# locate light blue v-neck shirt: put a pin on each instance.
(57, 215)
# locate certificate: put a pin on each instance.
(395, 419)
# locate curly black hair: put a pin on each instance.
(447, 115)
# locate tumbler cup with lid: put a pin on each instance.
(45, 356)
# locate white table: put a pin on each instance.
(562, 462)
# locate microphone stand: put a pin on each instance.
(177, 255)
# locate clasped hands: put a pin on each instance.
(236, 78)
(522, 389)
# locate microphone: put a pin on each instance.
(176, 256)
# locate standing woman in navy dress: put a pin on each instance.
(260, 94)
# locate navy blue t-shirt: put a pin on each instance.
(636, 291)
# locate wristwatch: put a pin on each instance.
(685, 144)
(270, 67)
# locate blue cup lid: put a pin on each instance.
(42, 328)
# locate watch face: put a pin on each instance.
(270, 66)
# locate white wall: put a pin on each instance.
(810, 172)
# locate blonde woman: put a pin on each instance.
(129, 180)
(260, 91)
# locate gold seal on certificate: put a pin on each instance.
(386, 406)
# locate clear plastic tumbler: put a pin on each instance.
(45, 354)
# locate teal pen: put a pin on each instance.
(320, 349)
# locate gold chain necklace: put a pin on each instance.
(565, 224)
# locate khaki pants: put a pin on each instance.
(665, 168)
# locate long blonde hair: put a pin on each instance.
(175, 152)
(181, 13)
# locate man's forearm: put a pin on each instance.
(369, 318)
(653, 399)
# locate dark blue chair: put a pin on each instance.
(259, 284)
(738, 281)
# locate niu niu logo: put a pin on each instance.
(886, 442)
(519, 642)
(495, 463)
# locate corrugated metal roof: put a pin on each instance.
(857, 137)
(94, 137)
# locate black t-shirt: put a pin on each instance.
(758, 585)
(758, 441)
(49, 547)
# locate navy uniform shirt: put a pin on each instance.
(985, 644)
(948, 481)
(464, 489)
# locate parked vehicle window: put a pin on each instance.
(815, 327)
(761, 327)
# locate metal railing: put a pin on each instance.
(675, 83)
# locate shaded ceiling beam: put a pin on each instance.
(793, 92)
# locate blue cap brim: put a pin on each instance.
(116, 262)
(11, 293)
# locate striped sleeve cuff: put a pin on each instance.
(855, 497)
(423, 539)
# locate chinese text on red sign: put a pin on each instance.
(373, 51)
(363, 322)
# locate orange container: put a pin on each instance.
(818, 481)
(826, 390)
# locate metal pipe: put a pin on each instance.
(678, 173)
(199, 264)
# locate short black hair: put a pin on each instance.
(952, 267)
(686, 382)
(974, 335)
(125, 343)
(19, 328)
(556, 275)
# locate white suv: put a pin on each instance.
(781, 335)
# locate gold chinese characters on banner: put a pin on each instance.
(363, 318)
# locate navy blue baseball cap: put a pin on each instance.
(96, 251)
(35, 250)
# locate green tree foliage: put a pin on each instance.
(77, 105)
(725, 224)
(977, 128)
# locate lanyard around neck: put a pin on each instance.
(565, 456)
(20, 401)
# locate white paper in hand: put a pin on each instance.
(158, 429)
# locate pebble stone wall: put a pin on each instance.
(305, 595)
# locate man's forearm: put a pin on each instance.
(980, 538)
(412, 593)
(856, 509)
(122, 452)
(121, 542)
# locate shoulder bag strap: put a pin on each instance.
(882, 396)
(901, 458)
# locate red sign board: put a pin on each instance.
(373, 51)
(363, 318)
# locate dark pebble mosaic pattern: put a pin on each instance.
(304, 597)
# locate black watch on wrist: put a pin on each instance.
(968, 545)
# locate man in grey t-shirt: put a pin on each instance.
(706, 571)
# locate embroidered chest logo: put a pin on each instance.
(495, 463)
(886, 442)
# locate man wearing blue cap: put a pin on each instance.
______________________________
Problem statement:
Please copy the line holding "# locate red" and all lines after it to the end of the records, exactly, and nothing else.

Result of this exercise:
# locate red sign board: put a pin on each instance.
(373, 51)
(363, 318)
# locate dark pebble mosaic pattern: put a pin on each instance.
(304, 597)
# locate black watch on wrist: put a pin on each instance.
(968, 545)
# locate man in grey t-shirt: put a pin on each instance.
(706, 571)
# locate embroidered chest logo: put a pin on each instance.
(495, 463)
(886, 442)
# locate man wearing blue cap: put a pin on each instance.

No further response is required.